#### Available records

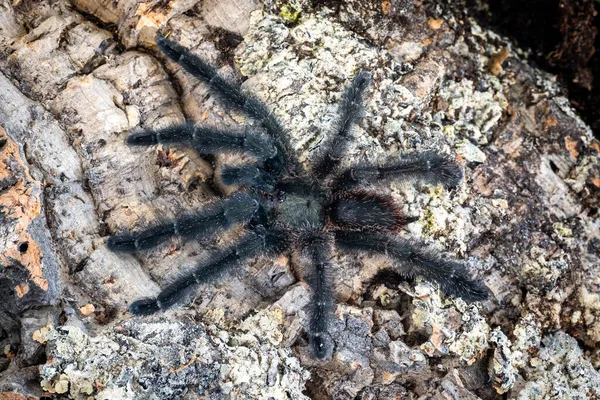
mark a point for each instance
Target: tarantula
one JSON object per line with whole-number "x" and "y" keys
{"x": 285, "y": 208}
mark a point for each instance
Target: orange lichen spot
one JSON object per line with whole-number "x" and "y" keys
{"x": 572, "y": 147}
{"x": 21, "y": 204}
{"x": 386, "y": 7}
{"x": 435, "y": 24}
{"x": 22, "y": 289}
{"x": 87, "y": 309}
{"x": 495, "y": 63}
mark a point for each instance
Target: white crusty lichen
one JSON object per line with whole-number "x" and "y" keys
{"x": 560, "y": 372}
{"x": 157, "y": 359}
{"x": 502, "y": 367}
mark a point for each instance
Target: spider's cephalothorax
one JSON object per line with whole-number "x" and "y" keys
{"x": 286, "y": 209}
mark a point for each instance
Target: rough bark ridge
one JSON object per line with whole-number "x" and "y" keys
{"x": 76, "y": 77}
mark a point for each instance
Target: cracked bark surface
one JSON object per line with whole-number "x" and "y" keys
{"x": 76, "y": 77}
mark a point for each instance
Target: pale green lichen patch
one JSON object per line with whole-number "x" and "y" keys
{"x": 452, "y": 325}
{"x": 560, "y": 372}
{"x": 474, "y": 112}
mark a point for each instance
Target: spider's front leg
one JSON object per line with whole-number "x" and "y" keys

########

_Set exercise:_ Give back every line exactly as it stands, pictures excluded.

_Written solution:_
mark a point for each instance
Target: tarantula
one JSON object per line with whole-number "x" and "y" keys
{"x": 285, "y": 208}
mark a point for each instance
Target: orange lichen spot
one JSON object per line with whole-number "x" and "y" keys
{"x": 572, "y": 147}
{"x": 21, "y": 204}
{"x": 386, "y": 7}
{"x": 435, "y": 24}
{"x": 22, "y": 289}
{"x": 87, "y": 309}
{"x": 495, "y": 63}
mark a point for each instance
Target: white crusty lichen
one JSON object per line with whole-number "x" and "y" keys
{"x": 560, "y": 372}
{"x": 157, "y": 359}
{"x": 502, "y": 367}
mark a point for each instance
Target: spider's cephalothorax
one JSON object per line with whole-number "x" and "y" keys
{"x": 286, "y": 209}
mark a point for each instance
Target: rough bark ridge
one JSON object per line with whole-number "x" and "y" keys
{"x": 76, "y": 77}
mark a point for each instance
Target: cracked bark surface
one JSON object per line with whole-number "x" and "y" keys
{"x": 76, "y": 77}
mark a point for each instance
Target: pale green lichen patch
one JSON object per line with whole-number "x" and "y" keys
{"x": 452, "y": 325}
{"x": 560, "y": 372}
{"x": 474, "y": 112}
mark a point for each instance
Target: spider's front leg
one JSON object per line with whole-number "x" and "y" keys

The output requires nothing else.